[What you have to do] How do the lines below between the ones holding "box: [34, 260, 186, 290]" and "negative clicks: (145, 135)", inclusive, read? Give them again exactly, with no other lines.

[Dataset records]
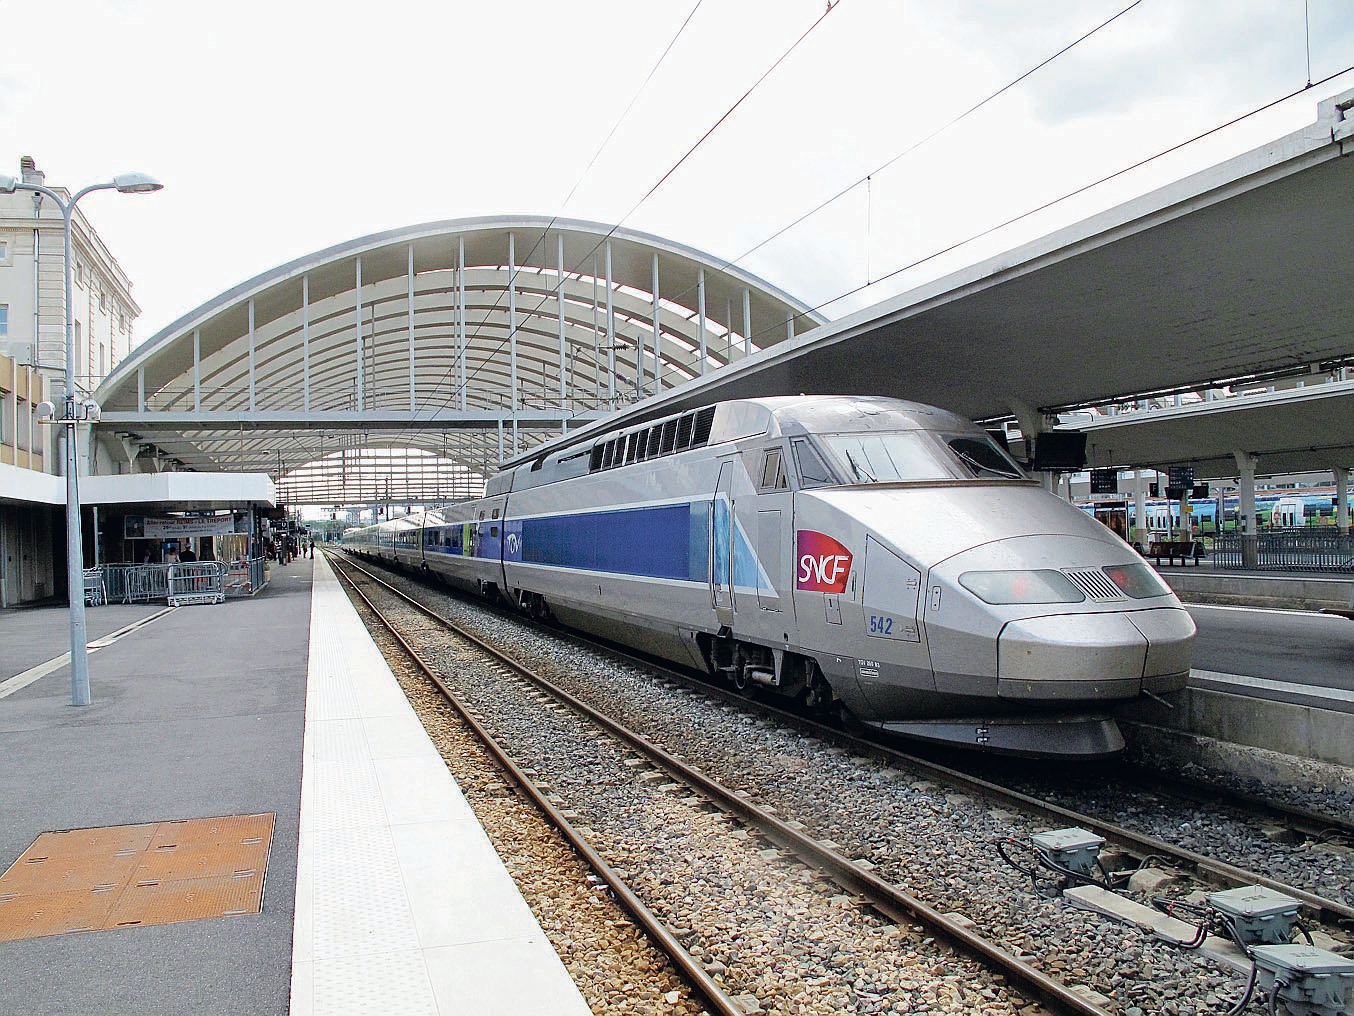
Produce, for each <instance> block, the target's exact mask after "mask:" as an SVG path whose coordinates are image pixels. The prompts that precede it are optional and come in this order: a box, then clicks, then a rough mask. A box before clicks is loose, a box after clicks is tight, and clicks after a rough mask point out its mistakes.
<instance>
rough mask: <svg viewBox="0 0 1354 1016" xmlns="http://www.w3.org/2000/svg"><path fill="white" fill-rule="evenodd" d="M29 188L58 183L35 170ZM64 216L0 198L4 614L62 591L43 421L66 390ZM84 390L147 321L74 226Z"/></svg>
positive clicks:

---

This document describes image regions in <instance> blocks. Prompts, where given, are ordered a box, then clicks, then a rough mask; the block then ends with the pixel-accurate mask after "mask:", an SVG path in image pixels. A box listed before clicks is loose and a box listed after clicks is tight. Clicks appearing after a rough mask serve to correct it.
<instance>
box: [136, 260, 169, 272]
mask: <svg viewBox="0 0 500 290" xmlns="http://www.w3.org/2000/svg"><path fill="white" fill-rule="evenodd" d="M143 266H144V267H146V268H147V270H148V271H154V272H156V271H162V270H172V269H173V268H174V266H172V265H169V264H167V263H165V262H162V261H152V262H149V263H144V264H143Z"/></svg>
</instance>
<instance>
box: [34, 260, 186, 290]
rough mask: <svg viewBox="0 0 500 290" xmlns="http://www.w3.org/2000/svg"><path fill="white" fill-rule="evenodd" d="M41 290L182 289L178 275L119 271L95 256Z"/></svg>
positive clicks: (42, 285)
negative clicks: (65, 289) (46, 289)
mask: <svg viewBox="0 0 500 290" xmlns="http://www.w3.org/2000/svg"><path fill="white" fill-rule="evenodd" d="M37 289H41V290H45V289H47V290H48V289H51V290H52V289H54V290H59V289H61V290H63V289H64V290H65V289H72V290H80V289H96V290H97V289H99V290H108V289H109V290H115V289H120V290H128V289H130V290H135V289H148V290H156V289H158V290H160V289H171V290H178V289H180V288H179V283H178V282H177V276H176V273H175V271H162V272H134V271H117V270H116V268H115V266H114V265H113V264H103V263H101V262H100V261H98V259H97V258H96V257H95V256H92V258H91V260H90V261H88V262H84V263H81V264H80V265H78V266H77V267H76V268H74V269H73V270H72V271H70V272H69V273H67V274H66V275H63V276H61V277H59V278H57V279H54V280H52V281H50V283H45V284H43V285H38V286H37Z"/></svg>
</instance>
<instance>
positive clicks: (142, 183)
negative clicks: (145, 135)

[Exercise response]
box: [34, 260, 186, 290]
rough mask: <svg viewBox="0 0 500 290" xmlns="http://www.w3.org/2000/svg"><path fill="white" fill-rule="evenodd" d="M41 290L182 289L178 275L119 271L95 256Z"/></svg>
positive clicks: (42, 285)
negative clicks: (65, 289) (46, 289)
mask: <svg viewBox="0 0 500 290" xmlns="http://www.w3.org/2000/svg"><path fill="white" fill-rule="evenodd" d="M37 289H41V290H45V289H47V290H48V289H51V290H52V289H54V290H59V289H61V290H63V289H64V290H65V289H72V290H80V289H96V290H97V289H99V290H108V289H109V290H115V289H120V290H128V289H130V290H135V289H148V290H156V289H158V290H160V289H171V290H178V289H180V288H179V283H178V282H177V276H176V273H175V271H162V272H134V271H117V270H116V268H115V266H114V265H113V264H103V263H101V262H100V261H98V259H97V258H96V257H95V256H92V258H91V260H90V261H88V262H84V263H81V264H80V265H78V266H77V267H76V268H74V269H73V270H72V271H70V272H69V273H67V274H66V275H63V276H61V277H59V278H57V279H54V280H52V281H50V283H45V284H43V285H38V286H37Z"/></svg>
</instance>
<instance>
positive clicks: (142, 183)
negative clicks: (145, 135)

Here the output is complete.